> **DIRECTIVE A**
Could you convert the records into a Markdown table with the columns Row and Record line? Start with the line containing "pool in the image above.", go on through the last line of the records, and leave out any blank lines.

Evolve Shaman is an archetype that had major success after the release of Journey to Un’Goro. Evolve decks were explored a bit in previous expansions but only picked up real traction after Un’Goro. Now, with Frozen Throne’s release, we’re going to look at how the archetype has changed and how it can be built moving forward to adapt to a brand new meta-game.
Evolve Shaman picked up some new tools with the newest expansion, but the trouble is finding exactly what cards to play and what cards to cut from the list. While there is no right answer this early into a developing meta-game, there are quite a few exciting options to explore and we’ll start by showing the list that has been having the most success so far.
Update – Frozen Throne Evolve Token Shaman September 2017, Season 42
Evolve Token Shaman was a very refined deck prior to the launch of Knights of the Frozen Throne, and with a few additions it has become a reliable deck to take to the ladder. Most lists have cut Rattling Rascal and gone with Saronite Chain Gang instead.
Frozen Throne Evolve Shaman Mulligan Strategy & Guide
I’ll divide the mulligan section into two – against fast decks and against slow decks. Fast decks are generally the Aggro decks (e.g. Pirate Warrior) or high tempo Midrange decks (e.g. Midrange Hunter). Slow decks are slower Midrange and Control decks.
VS FAST DECKS
Higher Priority (keep every time)

> **DIRECTIVE B**
Can you carry on the Evolve Shaman guide from the point where it stops?

> **MATERIAL SUPPLIED**
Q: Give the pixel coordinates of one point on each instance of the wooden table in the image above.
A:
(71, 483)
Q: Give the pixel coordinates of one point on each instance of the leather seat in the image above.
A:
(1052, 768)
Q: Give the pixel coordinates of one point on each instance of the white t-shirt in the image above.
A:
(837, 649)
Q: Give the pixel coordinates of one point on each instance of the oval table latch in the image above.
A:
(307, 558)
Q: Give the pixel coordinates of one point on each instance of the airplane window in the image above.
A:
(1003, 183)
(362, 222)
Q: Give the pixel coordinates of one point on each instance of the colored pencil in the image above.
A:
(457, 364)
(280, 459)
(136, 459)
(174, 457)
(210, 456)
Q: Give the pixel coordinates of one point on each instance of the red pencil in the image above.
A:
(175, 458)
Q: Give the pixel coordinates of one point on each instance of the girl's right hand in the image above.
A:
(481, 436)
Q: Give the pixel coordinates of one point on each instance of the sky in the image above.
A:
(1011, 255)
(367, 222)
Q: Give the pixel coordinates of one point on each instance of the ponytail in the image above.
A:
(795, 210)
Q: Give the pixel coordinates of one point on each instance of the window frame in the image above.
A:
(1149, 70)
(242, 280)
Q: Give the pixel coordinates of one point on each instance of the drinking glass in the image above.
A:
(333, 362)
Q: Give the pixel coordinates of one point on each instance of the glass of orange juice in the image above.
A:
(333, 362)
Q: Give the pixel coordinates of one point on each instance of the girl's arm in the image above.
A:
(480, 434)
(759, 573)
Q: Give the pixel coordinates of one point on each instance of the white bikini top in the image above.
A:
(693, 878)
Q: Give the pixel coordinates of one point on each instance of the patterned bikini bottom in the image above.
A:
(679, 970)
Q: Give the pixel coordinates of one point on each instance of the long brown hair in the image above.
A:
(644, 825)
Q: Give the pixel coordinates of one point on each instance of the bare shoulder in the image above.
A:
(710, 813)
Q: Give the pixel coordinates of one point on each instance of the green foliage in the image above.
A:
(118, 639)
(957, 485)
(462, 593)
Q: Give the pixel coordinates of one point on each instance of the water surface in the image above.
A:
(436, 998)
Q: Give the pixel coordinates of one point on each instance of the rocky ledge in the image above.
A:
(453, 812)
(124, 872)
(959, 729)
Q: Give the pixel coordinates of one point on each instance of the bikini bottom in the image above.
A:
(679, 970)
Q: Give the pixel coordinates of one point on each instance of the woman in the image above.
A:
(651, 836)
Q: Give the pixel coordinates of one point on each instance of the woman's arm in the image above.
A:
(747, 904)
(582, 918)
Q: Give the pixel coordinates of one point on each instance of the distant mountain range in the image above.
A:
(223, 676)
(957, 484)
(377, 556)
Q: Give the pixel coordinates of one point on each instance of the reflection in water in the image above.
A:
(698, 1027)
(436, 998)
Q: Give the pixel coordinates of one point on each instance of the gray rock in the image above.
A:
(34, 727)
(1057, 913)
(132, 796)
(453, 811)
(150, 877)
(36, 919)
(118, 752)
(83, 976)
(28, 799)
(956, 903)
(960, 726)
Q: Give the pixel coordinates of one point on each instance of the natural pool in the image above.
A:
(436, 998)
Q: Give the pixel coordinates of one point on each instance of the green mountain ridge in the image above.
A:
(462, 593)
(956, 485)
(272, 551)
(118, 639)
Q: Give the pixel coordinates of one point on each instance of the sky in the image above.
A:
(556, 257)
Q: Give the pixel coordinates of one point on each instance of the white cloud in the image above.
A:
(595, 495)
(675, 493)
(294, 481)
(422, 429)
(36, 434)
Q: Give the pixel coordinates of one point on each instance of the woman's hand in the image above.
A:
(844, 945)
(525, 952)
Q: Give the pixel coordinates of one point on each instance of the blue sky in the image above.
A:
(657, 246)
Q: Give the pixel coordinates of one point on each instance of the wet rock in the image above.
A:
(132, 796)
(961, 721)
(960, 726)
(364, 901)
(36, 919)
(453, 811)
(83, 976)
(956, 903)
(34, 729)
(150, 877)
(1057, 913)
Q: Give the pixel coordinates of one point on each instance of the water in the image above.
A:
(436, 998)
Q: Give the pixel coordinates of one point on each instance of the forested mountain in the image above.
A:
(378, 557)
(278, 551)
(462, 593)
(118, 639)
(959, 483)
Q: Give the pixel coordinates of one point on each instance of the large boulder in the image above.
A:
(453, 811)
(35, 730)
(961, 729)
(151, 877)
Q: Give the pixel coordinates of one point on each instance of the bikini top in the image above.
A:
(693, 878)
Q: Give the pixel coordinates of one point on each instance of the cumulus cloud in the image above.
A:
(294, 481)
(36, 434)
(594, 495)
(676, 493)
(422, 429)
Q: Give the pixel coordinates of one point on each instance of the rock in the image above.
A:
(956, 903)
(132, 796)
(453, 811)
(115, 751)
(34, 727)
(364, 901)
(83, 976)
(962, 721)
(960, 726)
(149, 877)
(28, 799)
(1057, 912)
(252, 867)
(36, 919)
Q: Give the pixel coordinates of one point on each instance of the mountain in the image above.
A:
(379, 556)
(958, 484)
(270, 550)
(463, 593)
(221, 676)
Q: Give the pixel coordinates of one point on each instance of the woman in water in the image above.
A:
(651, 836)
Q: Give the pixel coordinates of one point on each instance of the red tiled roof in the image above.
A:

> **FINAL ANSWER A**
| Row | Record line |
|---|---|
| 1 | Q: Give the pixel coordinates of one point on each instance of the natural pool in the image above. |
| 2 | A: |
| 3 | (436, 998) |
| 4 | Q: Give the pixel coordinates of one point on each instance of the green mountain ridge in the image above. |
| 5 | A: |
| 6 | (462, 593) |
| 7 | (956, 485) |
| 8 | (272, 551) |
| 9 | (118, 639) |
| 10 | Q: Give the pixel coordinates of one point on each instance of the sky in the image above. |
| 11 | A: |
| 12 | (556, 257) |
| 13 | Q: Give the pixel coordinates of one point on each instance of the white cloud in the image above. |
| 14 | A: |
| 15 | (595, 495) |
| 16 | (675, 493) |
| 17 | (294, 481) |
| 18 | (422, 429) |
| 19 | (36, 434) |
| 20 | Q: Give the pixel coordinates of one point on each instance of the woman's hand in the image above. |
| 21 | A: |
| 22 | (844, 945) |
| 23 | (525, 952) |
| 24 | Q: Give the pixel coordinates of one point on each instance of the blue sky in the image above. |
| 25 | A: |
| 26 | (657, 246) |
| 27 | Q: Give the pixel coordinates of one point on each instance of the wet rock in the image above. |
| 28 | A: |
| 29 | (132, 796) |
| 30 | (961, 721) |
| 31 | (960, 726) |
| 32 | (364, 901) |
| 33 | (36, 919) |
| 34 | (453, 811) |
| 35 | (83, 976) |
| 36 | (956, 903) |
| 37 | (34, 729) |
| 38 | (150, 877) |
| 39 | (1057, 913) |
| 40 | Q: Give the pixel coordinates of one point on each instance of the water in the image above. |
| 41 | A: |
| 42 | (436, 998) |
| 43 | Q: Give the pixel coordinates of one point on each instance of the forested mountain in the image above. |
| 44 | A: |
| 45 | (378, 557) |
| 46 | (278, 551) |
| 47 | (462, 593) |
| 48 | (118, 639) |
| 49 | (959, 483) |
| 50 | Q: Give the pixel coordinates of one point on each instance of the large boulder in the image above. |
| 51 | A: |
| 52 | (453, 811) |
| 53 | (35, 730) |
| 54 | (961, 729) |
| 55 | (151, 877) |
| 56 | Q: Give the pixel coordinates of one point on each instance of the bikini top in the image above. |
| 57 | A: |
| 58 | (693, 878) |
| 59 | Q: Give the pixel coordinates of one point on each instance of the cumulus cloud in the image above. |
| 60 | A: |
| 61 | (294, 481) |
| 62 | (36, 434) |
| 63 | (594, 495) |
| 64 | (676, 493) |
| 65 | (422, 429) |
| 66 | Q: Give the pixel coordinates of one point on each instance of the rock in the image above. |
| 67 | A: |
| 68 | (956, 903) |
| 69 | (132, 796) |
| 70 | (453, 811) |
| 71 | (115, 751) |
| 72 | (34, 727) |
| 73 | (364, 901) |
| 74 | (83, 976) |
| 75 | (962, 721) |
| 76 | (960, 726) |
| 77 | (149, 877) |
| 78 | (28, 799) |
| 79 | (1057, 912) |
| 80 | (252, 867) |
| 81 | (36, 919) |
| 82 | Q: Give the pixel coordinates of one point on each instance of the mountain in the image above. |
| 83 | A: |
| 84 | (379, 556) |
| 85 | (958, 484) |
| 86 | (270, 550) |
| 87 | (463, 593) |
| 88 | (221, 676) |
| 89 | Q: Give the pixel coordinates of one point on each instance of the woman in water in the image above. |
| 90 | A: |
| 91 | (651, 836) |
| 92 | Q: Give the pixel coordinates of one point on each instance of the red tiled roof in the image above. |
| 93 | A: |

> **FINAL ANSWER B**
- Bloodsail Corsair – Corsair is great to keep, regardless of whether or not you are playing against a weapon class. It comes down as essentially two cards (given you don’t draw Patches), pulls Patches the Pirate from your deck (increasing the quality of cards you can draw next), and makes your Flametongue Totem much more powerful as an early play.
- Fire Fly – The only other one-drop in the deck. This card is deceptively powerful, especially if you have the coin and it also combos with Flametongue Totem. The 1/2 body is not trivial as it can trade into 1/1 minions with ease and be buffed with Flametongue to make value trades on early minions.
- Jade Claws – Jade Claws is an incredible card as it comes down early to contest the board with tempo, kill off your opponents early minions either by itself or in combination with your one-drops, and creates a free token which scale later in the game. Having board control with this deck is very important and this is one of your best cards to ensure that you stay ahead on board.
Lower Priority (keep only if certain conditions are met)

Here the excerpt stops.